BEGIN Source records

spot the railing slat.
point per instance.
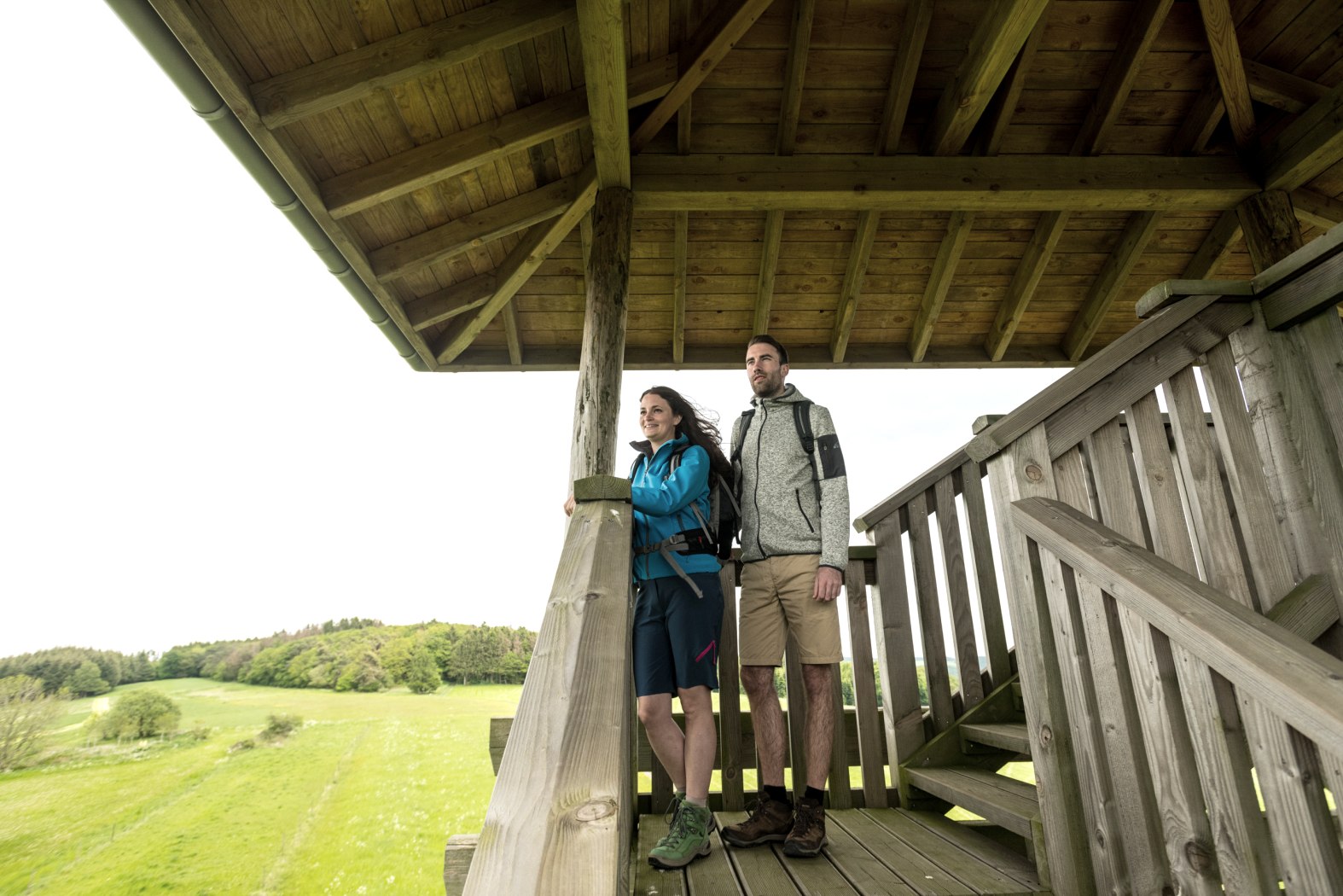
(1242, 845)
(896, 645)
(929, 615)
(863, 688)
(958, 594)
(986, 573)
(1021, 470)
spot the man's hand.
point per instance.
(828, 583)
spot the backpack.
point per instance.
(800, 422)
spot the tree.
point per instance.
(142, 713)
(423, 675)
(26, 713)
(88, 680)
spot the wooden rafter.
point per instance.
(1214, 247)
(683, 238)
(992, 47)
(910, 183)
(485, 143)
(1109, 282)
(1308, 145)
(353, 75)
(914, 32)
(1230, 73)
(716, 35)
(602, 35)
(853, 274)
(520, 264)
(1317, 210)
(470, 231)
(1022, 288)
(939, 281)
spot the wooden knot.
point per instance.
(596, 811)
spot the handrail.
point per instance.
(561, 813)
(1261, 659)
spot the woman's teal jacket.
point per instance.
(662, 501)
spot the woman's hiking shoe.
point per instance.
(688, 839)
(770, 821)
(809, 830)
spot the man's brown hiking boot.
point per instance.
(770, 821)
(809, 830)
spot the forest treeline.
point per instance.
(346, 655)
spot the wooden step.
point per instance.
(1009, 804)
(1008, 735)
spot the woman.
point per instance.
(678, 608)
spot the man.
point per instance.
(794, 550)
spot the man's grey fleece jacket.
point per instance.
(779, 512)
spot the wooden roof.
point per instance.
(879, 183)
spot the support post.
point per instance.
(598, 400)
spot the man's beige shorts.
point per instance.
(776, 596)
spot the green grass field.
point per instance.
(360, 800)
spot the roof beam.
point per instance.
(473, 230)
(914, 32)
(1230, 73)
(485, 143)
(602, 37)
(718, 34)
(1144, 23)
(1109, 281)
(1307, 147)
(352, 75)
(915, 183)
(520, 264)
(683, 239)
(992, 47)
(1022, 288)
(1317, 210)
(939, 281)
(853, 274)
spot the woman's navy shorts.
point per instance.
(676, 634)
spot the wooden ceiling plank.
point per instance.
(1022, 288)
(1109, 282)
(799, 42)
(602, 32)
(1317, 210)
(472, 231)
(1144, 23)
(681, 252)
(769, 265)
(992, 47)
(724, 26)
(852, 288)
(451, 301)
(1216, 247)
(917, 183)
(351, 75)
(914, 34)
(521, 262)
(939, 281)
(1307, 147)
(1230, 73)
(481, 144)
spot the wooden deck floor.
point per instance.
(882, 852)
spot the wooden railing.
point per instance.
(1151, 753)
(561, 814)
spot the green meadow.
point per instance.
(359, 800)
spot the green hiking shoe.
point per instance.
(688, 839)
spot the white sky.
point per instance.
(206, 438)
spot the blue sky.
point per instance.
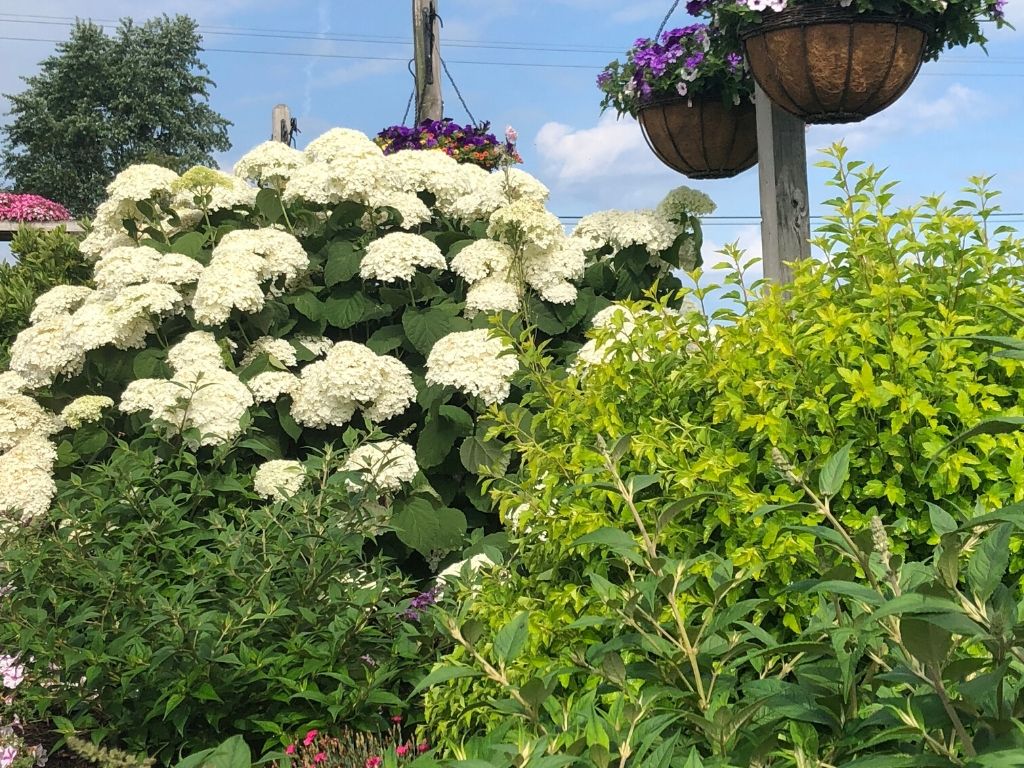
(344, 62)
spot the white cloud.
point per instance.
(918, 113)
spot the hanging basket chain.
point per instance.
(666, 19)
(459, 93)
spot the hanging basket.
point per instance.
(832, 65)
(707, 139)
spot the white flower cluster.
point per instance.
(386, 465)
(83, 410)
(474, 363)
(279, 479)
(201, 394)
(270, 164)
(620, 229)
(395, 256)
(241, 263)
(350, 377)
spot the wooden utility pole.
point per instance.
(281, 124)
(785, 229)
(427, 51)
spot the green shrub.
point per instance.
(161, 604)
(865, 351)
(42, 259)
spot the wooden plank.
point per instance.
(281, 124)
(427, 53)
(9, 228)
(785, 227)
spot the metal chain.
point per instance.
(459, 93)
(666, 19)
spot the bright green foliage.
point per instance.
(862, 357)
(160, 605)
(42, 260)
(103, 102)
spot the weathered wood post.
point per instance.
(427, 53)
(785, 229)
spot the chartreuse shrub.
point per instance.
(348, 288)
(677, 419)
(184, 559)
(41, 260)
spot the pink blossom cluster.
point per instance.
(31, 208)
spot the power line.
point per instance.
(475, 62)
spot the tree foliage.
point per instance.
(105, 101)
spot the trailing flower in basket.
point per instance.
(689, 61)
(946, 25)
(691, 91)
(467, 143)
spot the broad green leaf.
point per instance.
(425, 527)
(511, 639)
(836, 471)
(988, 564)
(342, 263)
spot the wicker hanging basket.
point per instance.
(832, 65)
(702, 138)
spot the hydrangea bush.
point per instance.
(312, 292)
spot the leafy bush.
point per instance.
(389, 267)
(42, 260)
(161, 603)
(864, 353)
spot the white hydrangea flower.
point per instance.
(482, 258)
(684, 201)
(139, 182)
(211, 401)
(351, 376)
(493, 295)
(339, 143)
(280, 349)
(84, 410)
(269, 385)
(197, 351)
(27, 469)
(270, 164)
(525, 222)
(279, 479)
(395, 256)
(58, 300)
(22, 417)
(474, 363)
(620, 229)
(385, 465)
(11, 383)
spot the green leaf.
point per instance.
(927, 643)
(424, 527)
(836, 471)
(942, 521)
(988, 564)
(442, 675)
(425, 327)
(478, 455)
(511, 639)
(342, 263)
(268, 204)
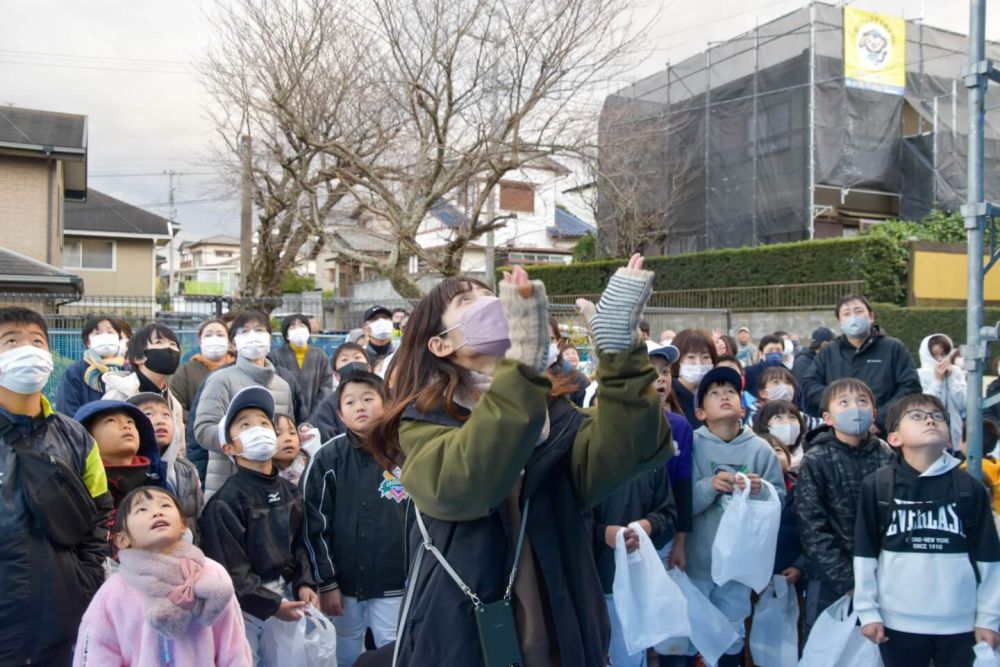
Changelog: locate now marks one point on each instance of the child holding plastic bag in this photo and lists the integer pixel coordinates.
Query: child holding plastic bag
(167, 604)
(486, 449)
(724, 447)
(646, 500)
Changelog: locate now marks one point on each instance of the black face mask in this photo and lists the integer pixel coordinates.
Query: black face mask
(163, 360)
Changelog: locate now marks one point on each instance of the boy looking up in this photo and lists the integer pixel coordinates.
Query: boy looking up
(48, 582)
(355, 524)
(926, 549)
(181, 473)
(838, 457)
(722, 448)
(253, 524)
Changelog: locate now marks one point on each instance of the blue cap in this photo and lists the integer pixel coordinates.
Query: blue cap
(719, 374)
(147, 435)
(668, 352)
(248, 397)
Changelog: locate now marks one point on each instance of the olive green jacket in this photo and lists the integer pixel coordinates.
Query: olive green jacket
(460, 474)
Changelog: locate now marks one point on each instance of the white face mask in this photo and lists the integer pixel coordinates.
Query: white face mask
(214, 347)
(693, 373)
(787, 433)
(25, 369)
(381, 329)
(105, 345)
(252, 345)
(259, 443)
(298, 336)
(780, 392)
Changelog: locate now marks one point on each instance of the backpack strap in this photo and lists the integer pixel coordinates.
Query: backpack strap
(885, 484)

END Source records

Problem. Where a line in the records above contains the string "wooden", return that line.

Answer to this problem.
spot the wooden rafter.
spot the wooden knot.
spot the wooden step.
spot the wooden roof.
spot the wooden ceiling plank.
spot the wooden deck floor.
spot the wooden railing.
spot the wooden utility pole.
spot the wooden plank.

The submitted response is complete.